# Written instruction A:
From the knowledge store passage, please list the enrichment operations it names that Azure Cognitive Search can apply to source data.
# Written instruction B:
Continue the knowledge store passage from the point where it stops.

[START Passage given]

New to AI enrichment and cognitive skills? Azure Cognitive Search integrates with Cognitive Services Vision and Language features to extract and enrich source data using Optical Character Recognition (OCR) over image files, entity recognition and key phrase extraction from text files, and more. For more information, see AI enrichment in Azure Cognitive Search.

Creating a knowledge store

A knowledge store is part of a skillset, which in turn is part of an indexer.

In this preview, you can create a knowledge store using the REST API and api-version=2019-05-06-Preview, or through the Import data wizard in the portal.

JSON representation of a knowledge store

The following JSON specifies a knowledgeStore, which is part of a skillset, which is invoked by an indexer (not shown). If you are already familiar with AI enrichment, a skillset determines the creation, organization, and substance of each enriched document. A skillset must contain at least one skill, most likely a Shaper skill if you are modulating data structures.

A knowledgeStore consists of a connection and projections.

  • Connection is to a storage account in the same region as Azure Cognitive Search.

  • Projections are tables-objects pairs. Tables define the physical expression of enriched documents in Azure Table storage. Objects define the physical objects in Azure Blob storage.

{
  "name": "my-new-skillset",
  "description": "Example showing knowledgeStore placement in a skillset.",
  "skills":
  [
    {
    "@odata.type": "#Microsoft.Skills.Util.ShaperSkill",
    "context": "/document/content/phrases/*",
    "inputs": [
        {
        "name": "text",
        "source": "/document/content/phrases/*"

[END Passage given]
[START Provided material]

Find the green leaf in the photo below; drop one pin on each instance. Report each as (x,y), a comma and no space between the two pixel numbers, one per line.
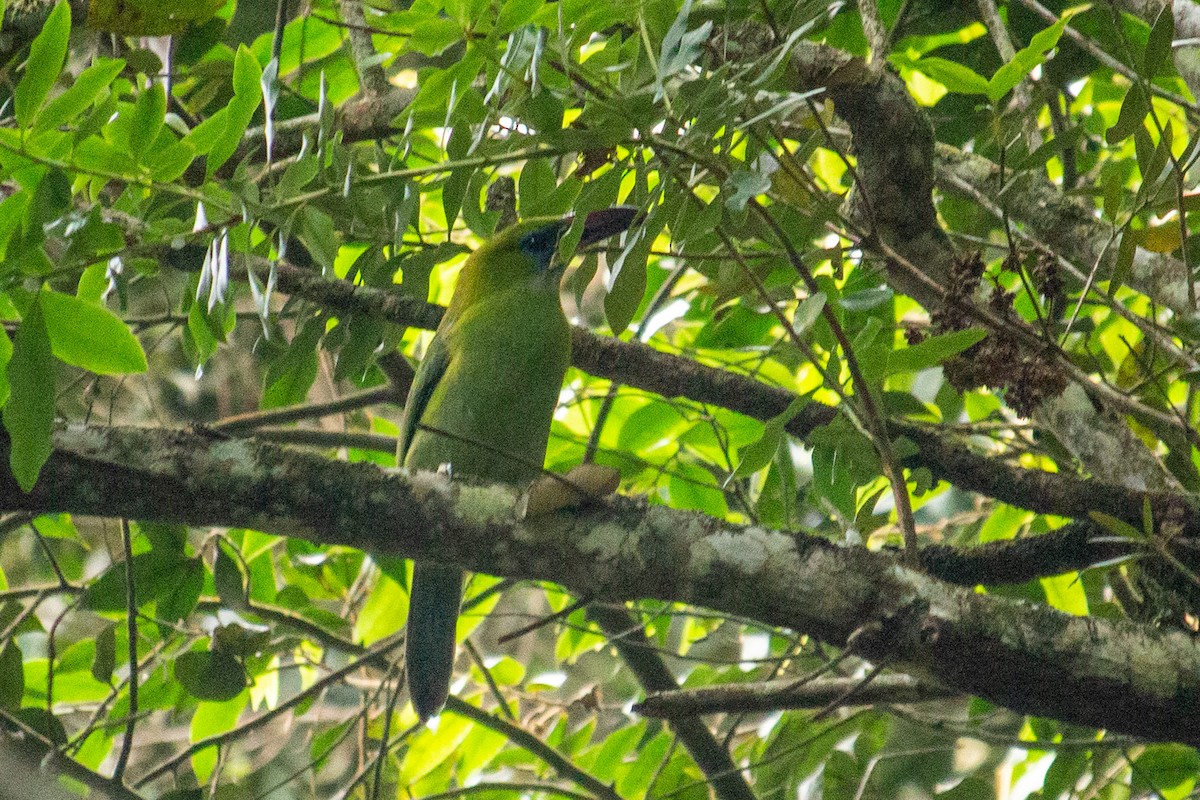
(681,47)
(45,723)
(289,377)
(213,719)
(1133,110)
(91,337)
(384,611)
(12,677)
(933,350)
(47,55)
(627,283)
(79,95)
(1158,47)
(180,599)
(760,452)
(106,655)
(228,579)
(155,575)
(952,74)
(147,121)
(1025,60)
(247,94)
(5,358)
(29,414)
(744,186)
(210,675)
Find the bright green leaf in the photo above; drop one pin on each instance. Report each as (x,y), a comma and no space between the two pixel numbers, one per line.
(46,58)
(29,414)
(91,337)
(933,350)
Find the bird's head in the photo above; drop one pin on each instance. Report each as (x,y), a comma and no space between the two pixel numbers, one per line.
(527,251)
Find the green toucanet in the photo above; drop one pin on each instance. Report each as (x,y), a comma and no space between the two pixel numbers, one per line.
(483,401)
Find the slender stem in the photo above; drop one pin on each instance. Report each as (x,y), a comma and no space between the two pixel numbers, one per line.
(131,618)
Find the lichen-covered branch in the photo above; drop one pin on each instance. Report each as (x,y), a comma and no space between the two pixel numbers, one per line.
(1104,673)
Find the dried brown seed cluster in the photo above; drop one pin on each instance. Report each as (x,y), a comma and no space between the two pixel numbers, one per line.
(999,361)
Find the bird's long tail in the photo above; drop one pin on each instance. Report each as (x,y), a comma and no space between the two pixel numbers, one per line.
(430,637)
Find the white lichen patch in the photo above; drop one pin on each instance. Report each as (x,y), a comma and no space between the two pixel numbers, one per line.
(749,552)
(235,456)
(426,483)
(481,505)
(605,541)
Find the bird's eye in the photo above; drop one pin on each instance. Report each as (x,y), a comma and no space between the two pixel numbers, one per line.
(540,245)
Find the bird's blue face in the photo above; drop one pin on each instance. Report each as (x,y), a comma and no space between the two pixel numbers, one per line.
(540,245)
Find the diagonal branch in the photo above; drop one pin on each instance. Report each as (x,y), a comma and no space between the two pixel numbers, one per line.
(1104,673)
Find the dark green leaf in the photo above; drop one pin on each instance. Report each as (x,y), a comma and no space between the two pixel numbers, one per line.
(91,337)
(106,655)
(933,350)
(760,452)
(1133,110)
(952,74)
(149,113)
(79,95)
(1158,47)
(210,675)
(228,579)
(1025,60)
(43,722)
(12,677)
(155,573)
(46,58)
(247,95)
(29,414)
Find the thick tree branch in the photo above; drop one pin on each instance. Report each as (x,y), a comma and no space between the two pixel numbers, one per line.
(1097,672)
(774,695)
(643,367)
(625,633)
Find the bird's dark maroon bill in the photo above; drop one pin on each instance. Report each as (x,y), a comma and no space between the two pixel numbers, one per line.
(607,222)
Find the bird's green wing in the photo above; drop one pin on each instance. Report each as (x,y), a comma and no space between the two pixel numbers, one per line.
(429,374)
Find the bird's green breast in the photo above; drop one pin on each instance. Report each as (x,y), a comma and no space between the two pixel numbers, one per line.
(508,355)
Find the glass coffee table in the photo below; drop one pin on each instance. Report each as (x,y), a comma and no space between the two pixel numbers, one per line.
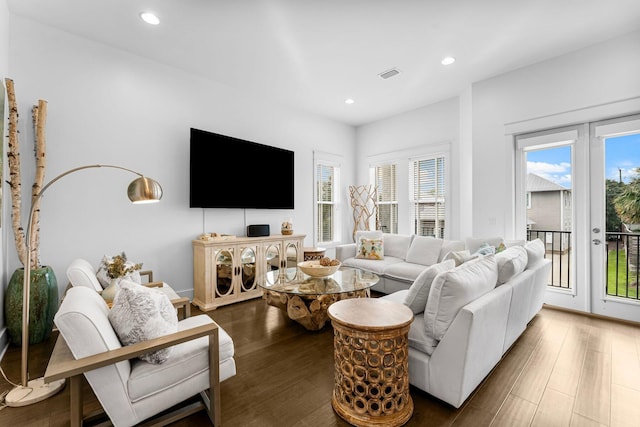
(306,299)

[END Provided material]

# Final result A:
- Optical Character Recognition (OCR) over image files
- Entity recognition from text files
- Key phrase extraction from text files

# Final result B:
        },
        {
        "name": "sentiment",
        "source": "/document/content/phrases/*/sentiment"
        }
    ],
    "outputs": [
        {
        "name": "output",
        "targetName": "analyzedText"
        }
    ]
    },
  ],
  "cognitiveServices": 
    {
    "@odata.type": "#Microsoft.Azure.Search.CognitiveServicesByKey",
    "description": "mycogsvcs resource in West US 2",
    "key": "<your key goes here>"
    },
  "knowledgeStore": { 
    "storageConnectionString": "<your connection string goes here>", 
    "projections": [ 
        { 
            "tables": [  
            { "tableName": "Reviews", "generatedKeyName": "ReviewId", "source": "/document/Review" , "sourceContext": null, "inputs": []}, 
            { "tableName": "Sentences", "generatedKeyName": "SentenceId", "source": "/document/Review/Sentences/*", "sourceContext": null, "inputs": []}, 
            { "tableName": "KeyPhrases", "generatedKeyName": "KeyPhraseId", "source": "/document/Review/Sentences/*/KeyPhrases", "sourceContext": null, "inputs": []}, 
            { "tableName": "Entities", "generatedKeyName": "EntityId", "source": "/document/Review/Sentences/*/Entities/*" ,"sourceContext": null, "inputs": []} 

            ], 
            "objects": [ 
               
            ]      
        },
        { 
            "tables": [ 
            ], 
            "objects": [ 
                { 
                "storageContainer": "Reviews", 
                "format": "json", 
                "source": "/document/Review", 
                "key": "/document/Review/Id" 
                } 
            ]      
        }        
    ]     
    } 
}

Sources of data for a knowledge store

If a knowledge store is output from an AI enrichment pipeline, what are the inputs? The original data that you want to extract, enrich, and ultimately save to a knowledge store can originate from any Azure data source supported by search indexers:

The indexers and skillsets you create extract and enrich or transform this content as part of an indexing workload, and then save the results to a knowledge store.

REST APIs used in creation of a knowledge store

Only two APIs have the extensions required for creating a knowledge store (Create Skillset and Create Indexer). Other APIs are used as-is.

Object REST API Description
data source Create Data Source A resource identifying an external Azure data source providing source data used to create enriched documents.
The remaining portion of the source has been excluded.